(The input)
━━━━━━━━━━━━━━━━━━━━━━━━━━━━━━
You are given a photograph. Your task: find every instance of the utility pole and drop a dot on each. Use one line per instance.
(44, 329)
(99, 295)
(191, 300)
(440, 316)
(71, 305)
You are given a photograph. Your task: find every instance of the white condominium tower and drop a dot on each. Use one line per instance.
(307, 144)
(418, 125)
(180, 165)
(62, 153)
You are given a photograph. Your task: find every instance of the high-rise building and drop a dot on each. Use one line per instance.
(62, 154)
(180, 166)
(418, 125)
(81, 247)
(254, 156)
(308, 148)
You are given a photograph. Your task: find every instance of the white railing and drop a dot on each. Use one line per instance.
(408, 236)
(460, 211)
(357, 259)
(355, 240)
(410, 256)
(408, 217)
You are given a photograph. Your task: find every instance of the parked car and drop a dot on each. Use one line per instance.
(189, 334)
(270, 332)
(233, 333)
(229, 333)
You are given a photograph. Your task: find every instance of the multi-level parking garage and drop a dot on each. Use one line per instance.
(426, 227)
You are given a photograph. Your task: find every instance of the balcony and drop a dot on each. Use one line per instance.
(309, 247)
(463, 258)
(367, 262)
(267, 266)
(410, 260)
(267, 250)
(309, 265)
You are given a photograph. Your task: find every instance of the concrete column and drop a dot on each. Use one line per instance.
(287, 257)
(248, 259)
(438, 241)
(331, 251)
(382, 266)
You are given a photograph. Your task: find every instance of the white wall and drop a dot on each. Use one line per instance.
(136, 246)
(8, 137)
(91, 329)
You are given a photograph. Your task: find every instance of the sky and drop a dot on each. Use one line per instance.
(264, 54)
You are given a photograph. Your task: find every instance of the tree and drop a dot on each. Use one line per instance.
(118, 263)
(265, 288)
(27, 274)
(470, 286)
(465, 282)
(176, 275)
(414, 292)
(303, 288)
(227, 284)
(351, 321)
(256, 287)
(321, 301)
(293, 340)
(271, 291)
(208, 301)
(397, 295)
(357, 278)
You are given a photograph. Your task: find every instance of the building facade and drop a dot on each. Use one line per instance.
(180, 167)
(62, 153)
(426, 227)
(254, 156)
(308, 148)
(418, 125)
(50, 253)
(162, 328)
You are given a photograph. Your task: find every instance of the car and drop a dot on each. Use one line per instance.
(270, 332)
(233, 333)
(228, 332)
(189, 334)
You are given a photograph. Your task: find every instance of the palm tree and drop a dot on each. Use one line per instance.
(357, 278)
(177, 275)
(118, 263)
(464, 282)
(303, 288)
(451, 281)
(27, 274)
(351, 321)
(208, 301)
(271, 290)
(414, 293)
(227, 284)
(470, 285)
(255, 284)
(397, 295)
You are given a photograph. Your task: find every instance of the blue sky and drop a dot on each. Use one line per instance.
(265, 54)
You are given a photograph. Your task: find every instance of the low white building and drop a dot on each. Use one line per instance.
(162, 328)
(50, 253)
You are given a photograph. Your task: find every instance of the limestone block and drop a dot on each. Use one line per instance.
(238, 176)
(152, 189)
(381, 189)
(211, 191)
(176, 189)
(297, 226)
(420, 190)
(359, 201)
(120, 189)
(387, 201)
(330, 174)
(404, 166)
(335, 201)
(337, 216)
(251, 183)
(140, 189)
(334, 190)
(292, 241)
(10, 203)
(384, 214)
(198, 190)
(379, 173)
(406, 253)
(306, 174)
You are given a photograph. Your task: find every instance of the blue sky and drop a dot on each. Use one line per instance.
━━━━━━━━━━━━━━━━━━━━━━━━━━━━━━
(Written exercise)
Write out the full set of records exactly as given.

(Reply)
You are given a photograph. Your task: find every instance of the utility pole and drop a dot on each. Use one line per instance.
(44, 329)
(99, 295)
(191, 300)
(440, 316)
(71, 305)
You are given a photograph. Your task: find every instance of the white condominium tower and drop a dot on each. Use one line per instance.
(307, 144)
(418, 125)
(180, 165)
(62, 153)
You are given a photograph. Your task: find every instance of the high-rise building and drop a dot on each. Use one line per instance.
(62, 154)
(180, 166)
(418, 125)
(81, 247)
(254, 156)
(308, 148)
You are given a photograph. Your task: find every instance of the white railing and drop a dot on each. Use one line per instance.
(408, 236)
(460, 211)
(357, 259)
(355, 240)
(410, 256)
(408, 217)
You are given a photograph. Your task: find every instance of the parked car and drop a dot on each. Use one line per instance.
(189, 334)
(270, 332)
(233, 333)
(229, 333)
You are given a photograph. Your task: find every instance of the multi-level parking garage and drop a dot on each. Use one line per instance.
(426, 227)
You are given a photograph. Your task: find every instance of the balcony and drop a dot on each. Use one line per instance.
(309, 247)
(463, 258)
(367, 262)
(267, 266)
(410, 260)
(267, 250)
(309, 265)
You are given a photograph. Your task: find every instance of the concrete column and drop a dot on each. Use one line per instance.
(287, 257)
(248, 259)
(438, 241)
(331, 251)
(382, 266)
You are given a photograph. Your task: find every instance of the white wall and drop a dot on each. Use one line per instance.
(136, 246)
(8, 137)
(91, 329)
You are given a photograph. Your task: find every instance of the sky and drop a dot on each. Use one line per instance.
(264, 54)
You are given a photograph. Your task: find every instance of the tree and drop a dot on each. Use one line per instance.
(118, 263)
(265, 288)
(27, 274)
(470, 286)
(465, 282)
(176, 275)
(414, 292)
(303, 288)
(227, 284)
(351, 321)
(256, 287)
(321, 301)
(293, 340)
(271, 291)
(208, 301)
(397, 295)
(357, 278)
You are given a photograph. Your task: find every instance of the building facade and drop a dot on each. Use one line per instance.
(180, 167)
(62, 153)
(426, 227)
(254, 156)
(308, 148)
(418, 125)
(50, 253)
(162, 328)
You are given a photograph. Your task: find every instance of the car and drop a dot on each. Use one line per instance.
(270, 332)
(233, 333)
(228, 332)
(189, 334)
You are given a photograph. Your task: find every instance of the palm tree and drop a dot on each. Use one line per instance.
(357, 278)
(177, 275)
(118, 263)
(464, 282)
(303, 288)
(451, 281)
(27, 274)
(351, 321)
(208, 301)
(271, 290)
(414, 293)
(227, 284)
(470, 285)
(255, 284)
(397, 295)
You are given a photograph. Your task: find every instance of the blue sky and drop a dot on each. Use one line per instance.
(265, 54)
You are given a photograph. Your task: find every instance of the low white building and drop a dot on each. Use one line per instance.
(162, 328)
(50, 253)
You are given a photograph. Your task: find every instance of the limestone block and drop a dot on each. Use one line per instance.
(238, 176)
(152, 189)
(381, 189)
(211, 191)
(176, 189)
(297, 226)
(420, 190)
(359, 201)
(120, 189)
(387, 201)
(330, 174)
(404, 166)
(335, 201)
(337, 216)
(251, 183)
(140, 189)
(334, 190)
(292, 241)
(10, 203)
(384, 214)
(198, 190)
(379, 173)
(406, 253)
(306, 174)
You are given a photograph. Your task: find every instance of the blue sky and drop a dot on each. Use one line per instance.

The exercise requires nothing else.